**Excerpted passage:**
⟨

And my criticism remains… didn’t these radicals, in October 1975, realize the war was over and the communists were in Saigon? Didn’t anyone point this out to Klass such as a copy editor… or maybe someone who had read the newspaper article about the fall of Saigon. This idea seems to be out of touch with reality but no one seemed to realize it. Not to mention that this has absolutely nothing to do with the sightings at Loring.
Klass did find that a helicopter had been scoping out part of Maine. He talked to a former sheriff deputy, Ivon Turmell, who reported on a helicopter landing at the Moosehead Motel. Klass wrote, “When I called Turmell, he told me that the red and white helicopter, built by Hughes Helicopter company, had created some talk in the small town [Rockwood], when it landed outside the Moosehead Motel and operated from this site for several days, taking off each morning and returning every night. When Turmell had called the owner of the motel out of curiosity, he learned that ‘the whole thing was very hush-hush,’ he told me, adding that the crew and maintenance personnel carefully avoided talking to other guests at the motel.”
 
Well, this is sort of interesting, I suppose, except for a couple of facts. According to Klass, in his book, this all happened “shortly” after the late-October incidents at the air base. And, Rockwood and the Moosehead Motel are some 120 miles from Loring AFB. Close in time and distance, but probably unrelated to the intrusions at the base. But someone was flying a helicopter, of some indistinct type, (which Hughes helicopter was it?) and they were in Maine. To Klass: Case Closed…
Klass wanted to know, “Could Rockwood’s ‘mysterious helicopter’ have been the same craft that reportedly penetrated Loring’s airspace on the night of October 27?”
No, and there is no apparent reason to connect the two events. Had we on this side of the fence attempted something like that, we would be condemned for “ufological thinking.” This is debunker thinking… just throw out a question about an event that might explain the sighting and then pretend that it does.
One other point should be made. The available documents show that there was an intrusion at Loring, and in at least one case, seemed to penetrate the weapons storage area. Although they mention that it was a helicopter in those documents, they were unable to identify it, catch it, or apparently stop it. Violating the restricted area and flying over the weapons storage area would be a matter of national security and should have caused a somewhat more robust Air Force response. The documents suggest that the Air Force couldn’t identify the helicopter but didn’t work very hard to find out who had committed the crime. I have to wonder if Klass could find a possible culprit by talking to an ex-deputy, couldn’t the Air Force have found the same culprit and wouldn’t they have followed up on it? It would seem to me that the Air Force would have investigated this, and since it goes unmentioned, means the helicopter had nothing to do with the intrusion.
 
So, they, debunkers and the Air Force, call it a helicopter though the witnesses on the ground, and sometimes within 300 feet of it, couldn’t recognize it as such. They described it as hovering, and dropping below radar coverage in the manner like that of a helicopter. The Air Force, rather than using the term UFO, chose to call it an unidentified helicopter. One witness, in November, did report a mysterious craft that did look like a helicopter, but then, that was in late November and that’s not part of the Loring sightings in late October.

⟩

**Data excerpts:**
⟨

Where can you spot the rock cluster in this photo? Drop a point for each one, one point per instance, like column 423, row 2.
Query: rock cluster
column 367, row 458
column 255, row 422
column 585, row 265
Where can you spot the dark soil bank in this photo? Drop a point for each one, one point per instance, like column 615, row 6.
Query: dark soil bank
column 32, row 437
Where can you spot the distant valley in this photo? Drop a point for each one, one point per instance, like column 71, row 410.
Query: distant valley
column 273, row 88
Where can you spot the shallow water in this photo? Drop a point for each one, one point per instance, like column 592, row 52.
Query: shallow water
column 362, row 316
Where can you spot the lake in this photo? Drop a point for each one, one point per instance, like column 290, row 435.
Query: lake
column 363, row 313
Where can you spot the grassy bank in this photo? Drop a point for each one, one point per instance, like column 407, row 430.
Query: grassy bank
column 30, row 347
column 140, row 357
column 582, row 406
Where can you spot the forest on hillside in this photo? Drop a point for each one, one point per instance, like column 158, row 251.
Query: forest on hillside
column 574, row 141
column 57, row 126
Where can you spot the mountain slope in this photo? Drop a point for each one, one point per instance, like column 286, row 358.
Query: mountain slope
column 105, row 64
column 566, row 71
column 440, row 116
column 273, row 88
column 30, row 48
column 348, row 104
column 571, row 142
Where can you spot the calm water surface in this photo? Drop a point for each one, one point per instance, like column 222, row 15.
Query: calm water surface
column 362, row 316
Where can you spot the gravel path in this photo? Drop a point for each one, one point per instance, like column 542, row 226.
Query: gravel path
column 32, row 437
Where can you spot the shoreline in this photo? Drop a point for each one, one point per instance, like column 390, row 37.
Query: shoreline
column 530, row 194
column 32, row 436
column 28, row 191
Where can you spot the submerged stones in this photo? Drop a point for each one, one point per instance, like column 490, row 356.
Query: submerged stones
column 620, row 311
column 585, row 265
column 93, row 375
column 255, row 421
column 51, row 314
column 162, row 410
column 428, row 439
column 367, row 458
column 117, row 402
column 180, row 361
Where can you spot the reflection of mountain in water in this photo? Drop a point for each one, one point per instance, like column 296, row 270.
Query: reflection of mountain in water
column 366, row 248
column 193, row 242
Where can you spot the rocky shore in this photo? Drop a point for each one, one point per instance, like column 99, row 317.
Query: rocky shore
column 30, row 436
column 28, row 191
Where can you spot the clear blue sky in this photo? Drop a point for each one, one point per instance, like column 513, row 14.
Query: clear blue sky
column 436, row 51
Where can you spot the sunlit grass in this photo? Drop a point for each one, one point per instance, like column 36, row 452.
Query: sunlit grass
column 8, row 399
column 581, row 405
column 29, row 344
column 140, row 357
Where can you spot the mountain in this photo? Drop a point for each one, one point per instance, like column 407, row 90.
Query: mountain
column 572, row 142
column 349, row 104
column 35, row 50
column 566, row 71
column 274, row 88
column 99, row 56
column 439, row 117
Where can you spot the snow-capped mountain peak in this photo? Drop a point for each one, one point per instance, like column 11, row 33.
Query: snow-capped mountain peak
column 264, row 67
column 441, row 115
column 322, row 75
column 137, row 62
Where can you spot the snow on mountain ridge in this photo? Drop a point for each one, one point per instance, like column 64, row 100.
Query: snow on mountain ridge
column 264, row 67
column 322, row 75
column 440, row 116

⟩

In the passage on the Loring sightings, how far are Rockwood and the Moosehead Motel from Loring AFB?

Some 120 miles.